### Consigne
Poursuivez la critique de « Quand elle était gentille » de Philip Roth à partir de sa dernière phrase.

---------- Le texte

Philip Roth : Quand elle était gentille
10/05/2021
Philip Milton Roth (1933-2018) écrivain américain, auteur d'un recueil de nouvelles et de 26 romans est l’un des plus grands écrivains de son siècle. Quand elle était gentille, roman de 1967, fait partie de ceux qui ne s’inscrivent dans aucun des cycles (Nathan Zuckerman, David Kepesh et Némésis) qui ont fait la renommée de l’écrivain.
Tragique destin que celui de Lucy Nelson, jeune fille d’une moyenne ville de province des Etats-Unis, entre l’après-guerre et le début des années 50. Ainsi pourrait être résumé ce roman, critique acerbe du puritanisme de la société américaine.
Dès son enfance Lucy est traumatisée par l’alcoolisme de son père au point de lui vouer une haine farouche qui l’amènera à étendre cette répulsion à tous les hommes en général. Quand une amie lui fera découvrir Sainte-Thérése, la convertissant au catholicisme, « Lucy se voua à une vie de soumission, d’humilité et de souffrance. » Pour échapper à sa famille et un peu contre son gré, elle finira par épouser Roy, revenu de la guerre et avoir un enfant, Edward, alors qu’elle a à peine dix-huit ans. Lui a toujours des projets qui n’aboutissent jamais, toujours à la remorque de l’avis de sa propre famille, elle, rêvant de le voir plus « viril » c'est-à-dire indépendant et ne s’occupant que de sa femme et de son fils…
Dans la tête de Lucy, c’est un peu le bazar : elle se croit mieux que les autres, « Je suis leur supérieure sur tous les plans ! Les gens peuvent me traiter de tous les noms : ça m’est égal ! » et veut régenter sa maisonnée en remodelant le caractère et la personnalité de Roy. Bien entendu, lui qui n’est pas non plus exempt de tout reproche – mais qui l’est ? – rue dans les brancards et, mauvaise idée, cherche le réconfort dans sa famille, en particulier son oncle, ce qui exaspère au plus haut point Lucy ! Leur mariage connait des hauts pas très hauts et des bas vraiment très bas, l’incompréhension est à son maximum. Lucy en devient « folle » ou du moins parano, son imagination galopante faisant le reste. Quand Roy, épuisé par le caractère difficile de sa femme, part avec leur fils se réfugier chez ses parents, Lucy au paroxysme de ses crises de délire, tente une ultime manœuvre pour récupérer son gamin qui lui sera fatale.

--------------------
---------- Extraits des entrées

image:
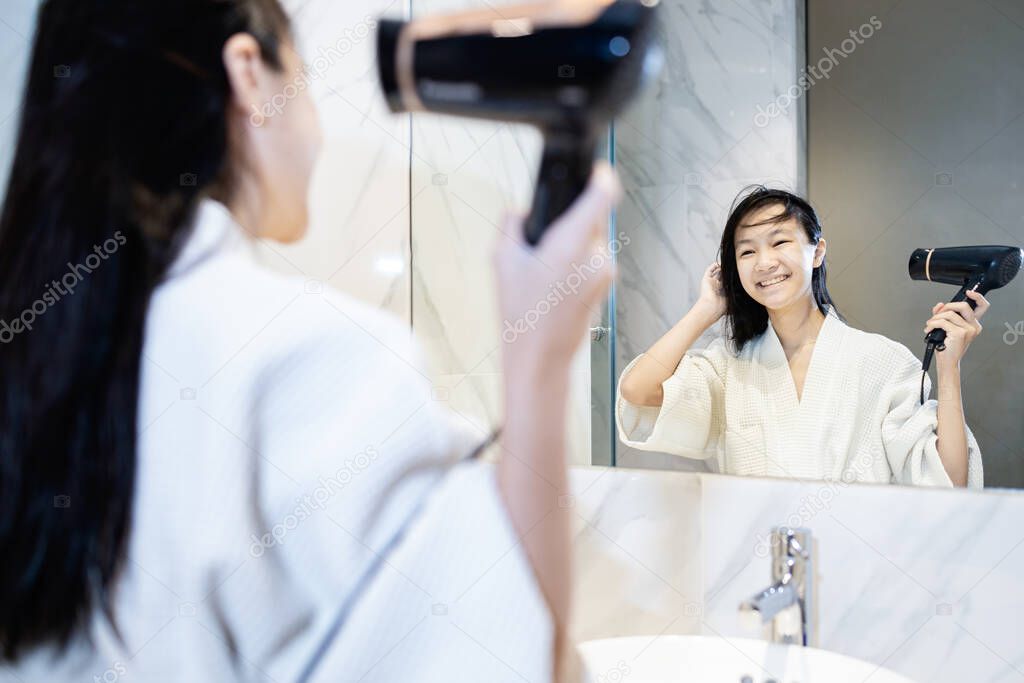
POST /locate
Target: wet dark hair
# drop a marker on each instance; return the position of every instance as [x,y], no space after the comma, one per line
[745,317]
[124,127]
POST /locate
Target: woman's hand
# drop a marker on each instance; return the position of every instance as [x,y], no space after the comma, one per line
[712,296]
[548,294]
[961,324]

--------------------

### Réponse
Même si ce n’est pas le Philip Roth que je préfère – ici il n’y a jamais d’humour - et ce bouquin m’a semblé long parfois, voilà un bon roman. D’autant qu’il est assez paradoxal : les féministes n’ont jamais vraiment porté Roth dans leur cœur pourtant ce livre nous montre le combat d’une jeune fille, indépendante, gouvernant sa barque selon ses propres convictions (bonnes ou mauvaises, certes, ça se discute), allant au bout de ce qu’elle croit être juste. Plus étonnant encore, le livre a été écrit il y a soixante ans, or il résonne (lugubrement ?) avec les propos incendiaires et haineux de certaines ultra-féministes d’aujourd’hui envers les hommes : « tout ce qu’elle aurait pour la soutenir, ce serait la puissance de sa haine, de son mépris, l’horreur que lui inspiraient ces monstres qui détruisent avec une telle cruauté la vie des femmes innocentes… »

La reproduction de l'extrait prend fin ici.